(begin)
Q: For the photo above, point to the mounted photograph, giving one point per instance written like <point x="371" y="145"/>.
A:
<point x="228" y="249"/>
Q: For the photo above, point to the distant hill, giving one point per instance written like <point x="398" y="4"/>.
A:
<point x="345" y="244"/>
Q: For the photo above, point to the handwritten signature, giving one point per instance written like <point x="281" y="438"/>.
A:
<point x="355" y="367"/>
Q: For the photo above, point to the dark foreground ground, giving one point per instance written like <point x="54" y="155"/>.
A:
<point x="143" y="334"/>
(end)
Please rewrite all of the data above with every "point to" changed to "mark", keeping everything else the same.

SOLVED PROBLEM
Q: For the photo above, mark the mounted photograph, giving one point per instance written like <point x="371" y="145"/>.
A:
<point x="228" y="249"/>
Q: For the photo above, mark the distant hill, giving one point per instance written like <point x="398" y="4"/>.
A:
<point x="345" y="244"/>
Q: For the photo above, mark the handwritten signature, giving one point per instance written like <point x="281" y="438"/>.
A:
<point x="355" y="367"/>
Q: For the photo above, mark the dark foreground ground, giving one point per instance written like <point x="54" y="155"/>.
A:
<point x="143" y="334"/>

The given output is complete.